### WHAT IS BEING ASKED
Every record must appear in your reply exactly as written.

(Stored data entries)
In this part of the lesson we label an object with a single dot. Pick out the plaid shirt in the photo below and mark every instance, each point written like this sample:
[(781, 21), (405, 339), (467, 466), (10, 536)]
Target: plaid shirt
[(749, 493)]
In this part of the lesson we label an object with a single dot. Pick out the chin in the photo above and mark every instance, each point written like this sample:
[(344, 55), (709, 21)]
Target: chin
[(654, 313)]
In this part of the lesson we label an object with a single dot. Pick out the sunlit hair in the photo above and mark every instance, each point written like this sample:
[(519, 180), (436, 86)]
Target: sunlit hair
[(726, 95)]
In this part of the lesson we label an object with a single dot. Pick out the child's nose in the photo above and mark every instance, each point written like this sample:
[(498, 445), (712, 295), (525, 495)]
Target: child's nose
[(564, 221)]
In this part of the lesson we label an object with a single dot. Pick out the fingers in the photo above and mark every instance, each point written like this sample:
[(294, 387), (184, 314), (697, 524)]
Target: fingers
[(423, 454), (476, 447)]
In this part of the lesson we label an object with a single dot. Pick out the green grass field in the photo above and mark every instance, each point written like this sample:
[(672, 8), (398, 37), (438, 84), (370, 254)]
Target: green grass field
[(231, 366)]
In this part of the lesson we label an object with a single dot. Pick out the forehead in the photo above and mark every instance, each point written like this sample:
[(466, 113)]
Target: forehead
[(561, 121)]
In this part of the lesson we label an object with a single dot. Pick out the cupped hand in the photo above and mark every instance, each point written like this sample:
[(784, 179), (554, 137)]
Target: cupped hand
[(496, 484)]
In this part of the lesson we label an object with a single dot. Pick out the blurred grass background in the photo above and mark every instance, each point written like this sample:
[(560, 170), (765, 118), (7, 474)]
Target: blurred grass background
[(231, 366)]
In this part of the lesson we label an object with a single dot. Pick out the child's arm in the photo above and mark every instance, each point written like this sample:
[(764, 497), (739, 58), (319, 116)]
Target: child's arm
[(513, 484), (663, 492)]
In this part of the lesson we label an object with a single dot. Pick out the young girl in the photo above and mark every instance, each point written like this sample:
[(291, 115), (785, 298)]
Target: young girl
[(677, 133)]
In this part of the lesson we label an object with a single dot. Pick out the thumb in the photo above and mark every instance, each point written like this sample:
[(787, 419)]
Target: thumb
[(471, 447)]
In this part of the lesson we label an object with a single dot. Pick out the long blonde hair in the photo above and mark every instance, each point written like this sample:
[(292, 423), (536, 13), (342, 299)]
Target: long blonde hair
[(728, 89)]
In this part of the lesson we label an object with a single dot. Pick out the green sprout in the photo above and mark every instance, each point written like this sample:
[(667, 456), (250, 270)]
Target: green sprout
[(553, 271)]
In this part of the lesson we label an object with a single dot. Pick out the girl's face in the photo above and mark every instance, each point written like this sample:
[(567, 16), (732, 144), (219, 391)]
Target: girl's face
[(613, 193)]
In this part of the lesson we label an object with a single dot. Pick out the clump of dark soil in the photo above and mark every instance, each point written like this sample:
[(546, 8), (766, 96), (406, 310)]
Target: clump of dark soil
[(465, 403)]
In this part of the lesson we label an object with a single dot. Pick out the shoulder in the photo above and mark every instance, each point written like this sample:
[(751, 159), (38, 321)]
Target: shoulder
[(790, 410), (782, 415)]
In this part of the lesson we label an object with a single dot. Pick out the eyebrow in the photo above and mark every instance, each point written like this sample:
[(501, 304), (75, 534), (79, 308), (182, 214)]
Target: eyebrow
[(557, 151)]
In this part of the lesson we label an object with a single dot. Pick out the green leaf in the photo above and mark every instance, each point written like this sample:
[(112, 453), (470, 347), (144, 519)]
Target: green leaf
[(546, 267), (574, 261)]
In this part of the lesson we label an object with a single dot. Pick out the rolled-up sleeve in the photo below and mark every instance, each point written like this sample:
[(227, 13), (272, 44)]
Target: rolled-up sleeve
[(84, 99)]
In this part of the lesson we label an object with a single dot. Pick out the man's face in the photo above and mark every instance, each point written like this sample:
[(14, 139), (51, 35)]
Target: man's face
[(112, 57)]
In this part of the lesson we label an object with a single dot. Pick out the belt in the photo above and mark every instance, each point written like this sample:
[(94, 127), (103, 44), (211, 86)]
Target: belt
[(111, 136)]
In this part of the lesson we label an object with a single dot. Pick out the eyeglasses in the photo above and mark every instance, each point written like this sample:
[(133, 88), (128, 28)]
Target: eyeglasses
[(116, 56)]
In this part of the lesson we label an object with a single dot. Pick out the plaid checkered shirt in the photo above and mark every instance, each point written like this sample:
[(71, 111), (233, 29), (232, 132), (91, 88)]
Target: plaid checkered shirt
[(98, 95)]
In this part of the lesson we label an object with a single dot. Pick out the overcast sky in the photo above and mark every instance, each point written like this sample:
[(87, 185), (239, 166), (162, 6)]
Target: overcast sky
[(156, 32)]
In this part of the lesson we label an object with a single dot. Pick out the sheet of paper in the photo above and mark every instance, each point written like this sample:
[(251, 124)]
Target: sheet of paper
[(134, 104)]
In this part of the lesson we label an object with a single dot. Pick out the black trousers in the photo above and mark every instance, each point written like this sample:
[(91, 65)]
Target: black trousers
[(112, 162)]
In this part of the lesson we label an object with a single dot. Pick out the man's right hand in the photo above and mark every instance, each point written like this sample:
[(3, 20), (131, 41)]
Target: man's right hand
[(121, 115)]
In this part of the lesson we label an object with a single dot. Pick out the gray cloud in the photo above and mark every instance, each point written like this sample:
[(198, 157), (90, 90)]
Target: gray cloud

### REPLY
In this part of the lesson we label an object with a single dot. Pick out the plaid shirt in the photo below and mark every instance, each point written like this sample:
[(781, 21), (405, 339), (467, 466), (10, 536)]
Target: plaid shirt
[(749, 493)]
In this part of the lesson we label an object with a single dot. Pick out the chin in the photo above and mark every instance, each point written like this sample:
[(344, 55), (709, 21)]
Target: chin
[(654, 313)]
In this part of the lesson we label an object with a single dot. Pick out the sunlit hair in the photo above and mark every instance, each point written like this sample:
[(519, 180), (436, 86)]
Target: sunlit hair
[(726, 95)]
In this part of the lesson we label an object with a single dot. Pick out the child's nose in the photo above and mark every instance, each point written like this sample:
[(498, 445), (712, 295), (525, 495)]
Target: child's nose
[(564, 221)]
In this part of the lesson we label an object with a single dot. Pick out the fingers in the photo above and mark every instance, each point written like this sample:
[(294, 387), (184, 314), (697, 524)]
Target: fingers
[(423, 454), (476, 447)]
In this part of the lesson we label an object with a single dot. Pick out the green grass field in the photo above and mark every instance, each point written like this sample:
[(672, 8), (398, 37), (438, 84), (370, 254)]
Target: green grass field
[(231, 366)]
In this part of the lesson we label an object with a single dot. Pick out the forehead in the photo above and mark every instance, each point written like this sample:
[(466, 113)]
Target: forehead
[(561, 121)]
In this part of the lesson we label an object with a single dot. Pick out the cupped hand in the photo above and mark every instance, each point written like this sample:
[(784, 179), (554, 137)]
Target: cupped hand
[(496, 484)]
In this part of the lesson we label an object with a single dot. Pick out the blurred grass background in the photo above and mark every instance, each point written like this sample:
[(560, 170), (765, 118), (7, 474)]
Target: blurred grass background
[(231, 366)]
In this part of the lesson we label an object with a single dot. Pick out the child's arm in the photo above and mark every instance, each point written like this sample:
[(764, 497), (739, 58), (319, 116)]
Target: child's arm
[(513, 484), (663, 492)]
In this part of the lesson we label an object with a single dot. Pick out the young girl in the photo above and mark every instance, each point written like this sample:
[(291, 115), (785, 298)]
Target: young girl
[(677, 133)]
In this part of the lesson we label an object with a single dot. Pick out the thumb in the photo above and mark every instance, each point written like this sample:
[(787, 419)]
Target: thumb
[(471, 447)]
In this part of the lesson we label an object with a single dot. Pick out the long blonde hair in the photo above and mark every instance, each point written like this sample:
[(292, 423), (536, 13), (342, 299)]
Target: long blonde hair
[(728, 89)]
In this part of the lesson we label an object with a single dot. Pick out the green sprout in the photo above and mark every instance, each point written like this sample:
[(667, 456), (250, 270)]
Target: green sprout
[(553, 271)]
In this part of the lesson we label an object with a single dot. Pick out the girl's face in the photo above and mark every instance, each point written like this sample:
[(567, 16), (732, 144), (219, 391)]
Target: girl's face
[(613, 193)]
In this part of the lesson we label an object with a single dot. Pick out the clump of dark soil in the photo above and mark every instance, each point written like this sample:
[(546, 8), (766, 96), (406, 310)]
Target: clump of dark soil
[(465, 403)]
In this part of the lesson we label an object with a single dot. Pick out the shoulder in the photo above and mark every instance, each point written like this sample:
[(751, 159), (38, 321)]
Target: shoulder
[(790, 410), (782, 415)]
In this part of the lesson we label an object with a single dot. Pick out the eyebrow in the photo above and mark every instance, each point written like this sample:
[(501, 304), (75, 534), (79, 308), (182, 214)]
Target: eyebrow
[(557, 151)]
In this part of the lesson we label an object with a single dot. Pick out the green leaf in the photo above and mark every instance, each point written like this sample:
[(112, 453), (470, 347), (144, 519)]
Target: green leaf
[(546, 267), (574, 261)]
In this part of the lesson we label an object with a single dot. Pick out the rolled-up sleeve in the photo below and mark every instance, each point written like this sample:
[(227, 13), (272, 44)]
Target: rolled-up sleeve
[(84, 99)]
In this part of the lesson we label an object with a single dot. Pick out the man's face in the photo above and mark every instance, each point written like this sample:
[(14, 139), (51, 35)]
Target: man's face
[(112, 57)]
In this part of the lesson we label an object with a single dot. Pick out the belt in the photo above and mark every instance, each point written like this sample:
[(94, 127), (103, 44), (211, 86)]
Target: belt
[(111, 136)]
In this part of the lesson we label an object with a single dot. Pick out the eyeglasses in the photo above and mark every instance, each point written like this sample:
[(133, 88), (128, 28)]
Target: eyeglasses
[(116, 56)]
In this part of the lesson we label an object with a single dot. Pick out the plaid checkered shirt in the photo above and mark every instance, each point written like this sample:
[(71, 111), (233, 29), (232, 132), (91, 88)]
Target: plaid checkered shirt
[(98, 95)]
In this part of the lesson we label an object with a single dot. Pick out the overcast sky in the photo above and mark every instance, each point written like this sample:
[(87, 185), (239, 166), (162, 6)]
Target: overcast sky
[(156, 32)]
In this part of the lesson we label an object with a single dot. Pick out the sheet of paper in the photo above and mark every instance, each point written like this sample:
[(251, 124)]
Target: sheet of paper
[(134, 104)]
In this part of the lesson we label an object with a single dot. Pick out the black trousers in the photo above and mark every instance, each point written like this sample:
[(91, 65)]
Target: black trousers
[(112, 162)]
In this part of the lesson we label an object with a single dot. Pick out the man's right hand in the photo above and mark every instance, each point written like this sample:
[(3, 20), (131, 41)]
Target: man's right hand
[(121, 115)]
In this part of the lesson we label an object with a single dot. Pick out the gray cloud in the photo above and mark every instance, each point written like this sample:
[(198, 157), (90, 90)]
Target: gray cloud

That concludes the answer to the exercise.